**Exercise requirements**
From the listing below, pick out every line that contains the word "clipboard" and copy each one.

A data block
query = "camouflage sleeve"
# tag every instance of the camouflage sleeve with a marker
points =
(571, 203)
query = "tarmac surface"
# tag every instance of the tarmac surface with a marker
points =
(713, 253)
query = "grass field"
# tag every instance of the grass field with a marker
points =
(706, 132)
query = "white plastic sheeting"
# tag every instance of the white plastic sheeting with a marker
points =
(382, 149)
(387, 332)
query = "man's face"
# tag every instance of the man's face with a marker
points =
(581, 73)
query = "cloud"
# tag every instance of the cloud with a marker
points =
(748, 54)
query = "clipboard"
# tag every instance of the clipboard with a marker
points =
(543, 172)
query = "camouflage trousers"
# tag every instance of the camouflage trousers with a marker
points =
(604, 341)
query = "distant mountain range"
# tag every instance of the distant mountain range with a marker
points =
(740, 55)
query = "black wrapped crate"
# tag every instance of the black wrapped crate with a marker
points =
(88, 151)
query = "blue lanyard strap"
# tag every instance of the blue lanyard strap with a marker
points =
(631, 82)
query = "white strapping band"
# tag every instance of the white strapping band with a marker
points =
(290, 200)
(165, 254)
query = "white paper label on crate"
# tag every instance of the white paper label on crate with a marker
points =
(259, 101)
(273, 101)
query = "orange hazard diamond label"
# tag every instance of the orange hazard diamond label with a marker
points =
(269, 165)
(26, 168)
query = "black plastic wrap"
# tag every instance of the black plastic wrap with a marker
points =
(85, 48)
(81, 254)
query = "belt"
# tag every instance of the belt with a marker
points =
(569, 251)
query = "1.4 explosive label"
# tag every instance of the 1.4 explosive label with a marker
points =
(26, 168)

**Exercise result**
query = "clipboard"
# tag every instance of the clipboard with a marker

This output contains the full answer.